株式会社穴吹工務店 代表取締役社長 穴吹 英隆 氏

財部:
穴吹さんは引かない、と。

穴吹:
まあ、物品サービスをすることがある程度ですかね(笑)。「ご予算に合わなければ、別の物件も紹介させてもらいます」ということですね。まあ、それは間取りなどのさまざまな条件、それから場所にもよりますけれども。

財部:
いずれ撤退する業者と値引き戦争してもメリットはありませんよね。

穴吹:
当社は、「嘘をつかない」ことを原則にしてやっていますから、営業マンにしてみれば苦しいところです。しかし、頭から値段を引いている業者もたくさんありますね。

財部:
材料費の高騰の中での値引き競争は厳しいですね。

穴吹:
土地を買っているし、いま建物の材料費も2割上がっています。マンション建設にかかるコストは非常に大きいですからね。たとえば当社では毎年5000戸を手がけていますが、だいたい1戸あたり鉄を12トンぐらい使うので、今年、(鋼材のトン当たり価格が)5、6万円上がるとすれば、それだけでも30億円以上の利益が飛んでいく計算になります。
******
> 記述課題 1:
掲載文の、「株式会社穴吹工務店 代表取締役社長 穴吹」を含む箇所から始めて「る業者もたくさんありますね。」までを、「営業マン」を「販売担当者」に置き換えて書き出してください。
掲載文と記録は互いに無関係です。

> 保存記録:
******
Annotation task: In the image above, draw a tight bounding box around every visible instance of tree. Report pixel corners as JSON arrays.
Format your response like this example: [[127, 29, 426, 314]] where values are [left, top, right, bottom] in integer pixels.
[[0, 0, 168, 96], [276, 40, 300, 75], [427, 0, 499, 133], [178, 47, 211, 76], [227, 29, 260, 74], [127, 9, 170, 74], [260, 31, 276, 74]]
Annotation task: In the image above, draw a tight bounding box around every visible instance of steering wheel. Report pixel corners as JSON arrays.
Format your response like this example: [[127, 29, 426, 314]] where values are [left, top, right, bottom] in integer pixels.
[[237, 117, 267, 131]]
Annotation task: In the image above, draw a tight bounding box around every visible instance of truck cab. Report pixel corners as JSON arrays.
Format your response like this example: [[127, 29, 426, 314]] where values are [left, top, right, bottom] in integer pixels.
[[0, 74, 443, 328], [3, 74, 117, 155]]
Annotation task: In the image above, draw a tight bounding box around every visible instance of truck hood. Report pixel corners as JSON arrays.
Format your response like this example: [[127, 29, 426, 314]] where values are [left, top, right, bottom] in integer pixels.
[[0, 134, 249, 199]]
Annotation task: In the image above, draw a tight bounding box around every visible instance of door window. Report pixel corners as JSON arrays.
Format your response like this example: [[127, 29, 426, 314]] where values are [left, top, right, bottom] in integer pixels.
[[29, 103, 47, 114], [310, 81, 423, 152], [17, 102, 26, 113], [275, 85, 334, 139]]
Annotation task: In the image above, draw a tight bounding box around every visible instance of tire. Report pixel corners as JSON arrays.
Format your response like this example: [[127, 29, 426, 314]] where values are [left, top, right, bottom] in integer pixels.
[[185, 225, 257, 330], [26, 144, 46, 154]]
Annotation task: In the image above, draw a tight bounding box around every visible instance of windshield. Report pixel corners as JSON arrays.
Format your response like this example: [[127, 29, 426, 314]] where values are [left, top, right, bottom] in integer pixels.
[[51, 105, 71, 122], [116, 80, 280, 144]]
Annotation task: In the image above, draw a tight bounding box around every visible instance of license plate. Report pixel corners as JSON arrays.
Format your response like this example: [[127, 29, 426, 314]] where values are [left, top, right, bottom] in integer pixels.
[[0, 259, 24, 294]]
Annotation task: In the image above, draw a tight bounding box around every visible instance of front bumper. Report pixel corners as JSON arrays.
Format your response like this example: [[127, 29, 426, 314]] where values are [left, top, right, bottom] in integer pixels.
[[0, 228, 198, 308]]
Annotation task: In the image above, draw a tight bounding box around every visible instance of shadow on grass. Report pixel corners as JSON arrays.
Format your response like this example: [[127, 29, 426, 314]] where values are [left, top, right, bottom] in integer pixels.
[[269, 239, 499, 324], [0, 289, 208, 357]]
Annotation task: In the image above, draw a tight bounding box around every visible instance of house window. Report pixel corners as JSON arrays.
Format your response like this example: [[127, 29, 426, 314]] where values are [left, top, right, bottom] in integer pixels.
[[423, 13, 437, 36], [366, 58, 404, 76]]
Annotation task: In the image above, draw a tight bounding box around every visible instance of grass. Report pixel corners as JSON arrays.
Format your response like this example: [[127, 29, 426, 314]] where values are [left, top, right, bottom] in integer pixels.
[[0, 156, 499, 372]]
******
> 記述課題 2:
記録の先頭の行から、「85, 334, 139]]」を含む行までを、その行も含めて一字一句そのまま打ち直してください。

> 回答 1:
株式会社穴吹工務店 代表取締役社長 穴吹 英隆 氏

財部:
穴吹さんは引かない、と。

穴吹:
まあ、物品サービスをすることがある程度ですかね(笑)。「ご予算に合わなければ、別の物件も紹介させてもらいます」ということですね。まあ、それは間取りなどのさまざまな条件、それから場所にもよりますけれども。

財部:
いずれ撤退する業者と値引き戦争してもメリットはありませんよね。

穴吹:
当社は、「嘘をつかない」ことを原則にしてやっていますから、販売担当者にしてみれば苦しいところです。しかし、頭から値段を引いている業者もたくさんありますね。

> 回答 2:
Annotation task: In the image above, draw a tight bounding box around every visible instance of tree. Report pixel corners as JSON arrays.
Format your response like this example: [[127, 29, 426, 314]] where values are [left, top, right, bottom] in integer pixels.
[[0, 0, 168, 96], [276, 40, 300, 75], [427, 0, 499, 133], [178, 47, 211, 76], [227, 29, 260, 74], [127, 9, 170, 74], [260, 31, 276, 74]]
Annotation task: In the image above, draw a tight bounding box around every visible instance of steering wheel. Report pixel corners as JSON arrays.
Format your response like this example: [[127, 29, 426, 314]] where values are [left, top, right, bottom] in integer pixels.
[[237, 117, 267, 131]]
Annotation task: In the image above, draw a tight bounding box around every visible instance of truck cab. Report pixel corners as JSON arrays.
Format your response like this example: [[127, 29, 426, 314]] where values are [left, top, right, bottom] in integer pixels.
[[0, 74, 443, 328], [3, 74, 117, 155]]
Annotation task: In the image above, draw a tight bounding box around every visible instance of truck hood. Report pixel corners as JSON arrays.
Format your response like this example: [[127, 29, 426, 314]] where values are [left, top, right, bottom] in integer pixels.
[[0, 134, 249, 199]]
Annotation task: In the image above, draw a tight bounding box around every visible instance of door window. Report pixel corners as JSON arrays.
Format your response like this example: [[127, 29, 426, 314]] where values are [left, top, right, bottom] in integer pixels.
[[29, 103, 47, 114], [310, 81, 423, 152], [17, 102, 26, 113], [275, 85, 334, 139]]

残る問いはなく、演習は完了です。